Could you copy all of the records below exactly as they appear?

[[ RECORDS SHOWN, beginning ]]

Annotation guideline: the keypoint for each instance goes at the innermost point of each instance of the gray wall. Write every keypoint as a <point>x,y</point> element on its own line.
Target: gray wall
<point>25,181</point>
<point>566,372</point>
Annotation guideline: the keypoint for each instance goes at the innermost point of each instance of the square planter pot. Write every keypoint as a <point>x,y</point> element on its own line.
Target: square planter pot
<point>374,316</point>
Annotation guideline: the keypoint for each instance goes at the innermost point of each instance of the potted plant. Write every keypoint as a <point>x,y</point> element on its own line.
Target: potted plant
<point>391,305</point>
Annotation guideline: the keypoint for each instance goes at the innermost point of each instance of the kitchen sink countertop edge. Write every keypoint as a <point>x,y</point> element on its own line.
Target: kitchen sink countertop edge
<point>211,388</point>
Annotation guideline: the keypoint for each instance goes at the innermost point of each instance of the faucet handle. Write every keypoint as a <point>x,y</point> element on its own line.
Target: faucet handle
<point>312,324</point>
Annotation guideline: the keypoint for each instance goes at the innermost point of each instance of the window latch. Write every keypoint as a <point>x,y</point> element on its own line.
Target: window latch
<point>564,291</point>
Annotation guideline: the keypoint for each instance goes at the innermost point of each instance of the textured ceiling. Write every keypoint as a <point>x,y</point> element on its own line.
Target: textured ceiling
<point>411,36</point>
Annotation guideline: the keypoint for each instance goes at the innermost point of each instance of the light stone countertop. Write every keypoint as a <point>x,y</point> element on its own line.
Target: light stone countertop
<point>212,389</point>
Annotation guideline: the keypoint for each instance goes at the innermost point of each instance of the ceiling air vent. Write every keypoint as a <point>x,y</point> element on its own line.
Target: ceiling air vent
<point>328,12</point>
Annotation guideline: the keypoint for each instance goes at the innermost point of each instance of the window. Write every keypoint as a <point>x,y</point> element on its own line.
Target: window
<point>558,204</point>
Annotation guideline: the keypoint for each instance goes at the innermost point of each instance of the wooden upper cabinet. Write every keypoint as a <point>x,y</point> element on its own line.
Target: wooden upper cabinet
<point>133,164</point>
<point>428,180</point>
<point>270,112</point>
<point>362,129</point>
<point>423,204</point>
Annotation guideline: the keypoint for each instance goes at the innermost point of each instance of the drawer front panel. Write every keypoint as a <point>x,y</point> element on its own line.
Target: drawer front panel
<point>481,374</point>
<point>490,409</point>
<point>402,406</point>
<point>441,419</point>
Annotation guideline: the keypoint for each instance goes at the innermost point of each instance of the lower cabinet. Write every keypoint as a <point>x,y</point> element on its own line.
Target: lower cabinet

[[ RECORDS SHOWN, end ]]

SOLUTION TO THIS PROBLEM ::
Annotation guideline: the keypoint for each instance goes at the innermost point of each instance of the gray wall. Write every keypoint as a <point>x,y</point> element on its own line.
Target: gray wall
<point>25,181</point>
<point>566,372</point>
Annotation guideline: the keypoint for each instance goes at the innermost point of each instance of the square planter pot. Write every keypoint as a <point>x,y</point> element on its own line.
Target: square planter pot
<point>374,316</point>
Annotation guideline: the keypoint for each instance goes at the innermost point of each instance of the potted plant. Write every keypoint as a <point>x,y</point> element on its own line.
Target: potted plant
<point>391,305</point>
Annotation guideline: the keypoint for each instance goes at the innermost point of each instance of the kitchen sink countertop edge. Write every keypoint as a <point>x,y</point> element on its own line.
Target: kitchen sink countertop edge
<point>211,388</point>
Annotation guideline: the keypoint for each instance goes at the innermost point of each instance of the faucet handle. Write every keypoint as a <point>x,y</point> element on its own line.
Target: faucet handle
<point>312,324</point>
Annotation guideline: the keypoint for each instance goes at the innermost point of each instance of the window latch. Write every keypoint as a <point>x,y</point> element on its own line.
Target: window latch
<point>564,291</point>
Annotation guideline: the keypoint for each instance goes at the innermost point of each instance of the textured ceiling. Write every keypoint as a <point>x,y</point> element on its own line.
Target: textured ceiling
<point>411,36</point>
Annotation guideline: the keypoint for each instance goes at the innermost point of each instance of the light stone countertop. Write every keypoint as a <point>x,y</point> element on its own line.
Target: light stone countertop
<point>212,389</point>
Annotation guideline: the keypoint for each instance goes at the innermost point of each instance of the ceiling air vent. Write every keypoint as a <point>x,y</point> element on its own line.
Target: ceiling air vent
<point>328,12</point>
Annotation guideline: the keypoint for each instance goes at the innermost point of each instance of the window. Write every keypoint as a <point>x,y</point> element on its own line.
Target: window
<point>558,204</point>
Annotation guideline: the keypoint for each instance goes at the innermost point of each instance of the wooden upper cabinet. Write every keypoint as a <point>x,y</point> element on its own line.
Target: wooden upper cabinet
<point>133,164</point>
<point>428,180</point>
<point>270,112</point>
<point>362,129</point>
<point>423,204</point>
Annotation guideline: the keypoint for each instance goes at the innermost point of each instance of the drawer front panel. Write every keypoint as a <point>x,y</point> element on its own line.
Target: drawer front panel
<point>481,374</point>
<point>490,409</point>
<point>402,406</point>
<point>441,419</point>
Annotation guideline: the keypoint for each instance goes at the innermost point of each instance of the lower cabinet. Write every keypoint as a <point>x,y</point> element on its own line.
Target: lower cabinet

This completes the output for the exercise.